- [Supplied material]:
↓↓↓

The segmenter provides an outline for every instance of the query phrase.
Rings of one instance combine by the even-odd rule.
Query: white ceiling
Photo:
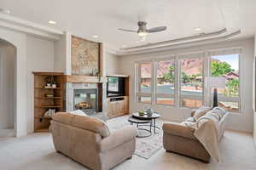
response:
[[[219,31],[241,30],[241,37],[256,32],[256,0],[1,0],[1,8],[11,15],[38,24],[68,31],[76,36],[102,42],[108,47],[136,46]],[[49,26],[48,20],[57,22]],[[135,33],[118,28],[137,30],[138,20],[148,26],[166,26],[163,32],[148,36],[136,43]],[[195,31],[195,28],[201,28]]]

↑↑↑

- [What you are asked to do]: Reproduce the material above line for line, leaving out the picture.

- [Exercise output]:
The segmenter provides an outline for every instance of the query phrase.
Rings of one instance combine by the even-odd rule.
Query: white ceiling
Photo:
response:
[[[219,31],[241,30],[241,37],[256,32],[256,0],[1,0],[1,8],[11,15],[38,24],[68,31],[76,36],[102,42],[108,47],[136,46]],[[49,26],[48,20],[57,22]],[[135,33],[118,28],[137,30],[138,20],[148,26],[166,26],[163,32],[148,36],[136,43]],[[195,31],[195,28],[201,28]]]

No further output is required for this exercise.